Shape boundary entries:
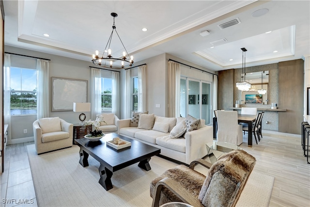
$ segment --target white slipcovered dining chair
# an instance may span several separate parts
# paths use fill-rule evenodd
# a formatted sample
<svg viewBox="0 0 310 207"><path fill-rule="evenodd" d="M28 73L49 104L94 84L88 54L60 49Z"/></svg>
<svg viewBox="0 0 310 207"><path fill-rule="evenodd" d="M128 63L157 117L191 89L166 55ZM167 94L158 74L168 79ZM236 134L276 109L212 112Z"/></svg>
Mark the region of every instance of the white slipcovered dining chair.
<svg viewBox="0 0 310 207"><path fill-rule="evenodd" d="M242 107L242 114L257 115L257 108L253 107Z"/></svg>
<svg viewBox="0 0 310 207"><path fill-rule="evenodd" d="M238 123L238 113L235 111L217 111L217 141L239 145L243 142L242 125Z"/></svg>

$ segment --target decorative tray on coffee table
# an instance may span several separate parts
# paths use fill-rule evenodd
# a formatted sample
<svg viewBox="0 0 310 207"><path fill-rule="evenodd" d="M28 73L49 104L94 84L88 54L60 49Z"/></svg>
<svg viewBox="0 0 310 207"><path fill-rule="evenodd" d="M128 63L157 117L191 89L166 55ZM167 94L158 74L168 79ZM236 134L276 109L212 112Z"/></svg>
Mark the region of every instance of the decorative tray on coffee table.
<svg viewBox="0 0 310 207"><path fill-rule="evenodd" d="M126 143L123 144L116 144L113 143L113 140L111 140L110 141L107 141L107 145L116 149L121 149L131 146L131 143L129 142L122 140L122 139L120 139L120 141L124 142Z"/></svg>

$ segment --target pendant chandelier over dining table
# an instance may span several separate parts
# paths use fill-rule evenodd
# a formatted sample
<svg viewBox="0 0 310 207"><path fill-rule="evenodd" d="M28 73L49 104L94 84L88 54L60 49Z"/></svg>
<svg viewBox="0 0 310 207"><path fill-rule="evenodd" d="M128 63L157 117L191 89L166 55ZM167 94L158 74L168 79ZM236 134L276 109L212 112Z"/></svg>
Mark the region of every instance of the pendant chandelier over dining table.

GIVEN EXERCISE:
Return all of the data above verbatim, leaving out the pictures.

RESPONSE TO THE TASK:
$ segment --target white slipcovered dining chair
# an instance may span several separate parts
# paths use fill-rule evenodd
# a formatted sample
<svg viewBox="0 0 310 207"><path fill-rule="evenodd" d="M28 73L49 104L94 84L88 54L60 49Z"/></svg>
<svg viewBox="0 0 310 207"><path fill-rule="evenodd" d="M128 63L157 117L191 89L166 55ZM167 94L158 74L168 79ZM236 134L276 109L212 112Z"/></svg>
Mark the region of every instance of the white slipcovered dining chair.
<svg viewBox="0 0 310 207"><path fill-rule="evenodd" d="M242 107L242 114L257 115L257 108L253 107Z"/></svg>
<svg viewBox="0 0 310 207"><path fill-rule="evenodd" d="M238 123L238 113L235 111L217 111L217 141L239 145L243 142L242 125Z"/></svg>

$ segment --target decorative tray on coffee table
# an instance may span several separate parts
# paths use fill-rule evenodd
# a formatted sample
<svg viewBox="0 0 310 207"><path fill-rule="evenodd" d="M28 73L49 104L94 84L88 54L60 49Z"/></svg>
<svg viewBox="0 0 310 207"><path fill-rule="evenodd" d="M128 63L157 117L191 89L166 55ZM167 94L158 74L168 79ZM236 134L276 109L212 112Z"/></svg>
Mark the region of every instance of the decorative tray on coffee table.
<svg viewBox="0 0 310 207"><path fill-rule="evenodd" d="M126 143L123 144L116 144L113 143L113 140L111 140L110 141L107 141L107 145L116 149L121 149L131 146L131 143L129 142L122 140L122 139L120 139L120 141L124 142Z"/></svg>

$ segment --target pendant chandelier over dining table
# an instance may span several separate parts
# paths use fill-rule evenodd
# a formatted sample
<svg viewBox="0 0 310 207"><path fill-rule="evenodd" d="M28 73L49 104L94 84L88 54L60 49Z"/></svg>
<svg viewBox="0 0 310 207"><path fill-rule="evenodd" d="M128 63L157 117L191 89L166 55ZM167 94L158 74L168 79ZM236 134L276 109L212 112Z"/></svg>
Mark the region of every instance of the pendant chandelier over dining table.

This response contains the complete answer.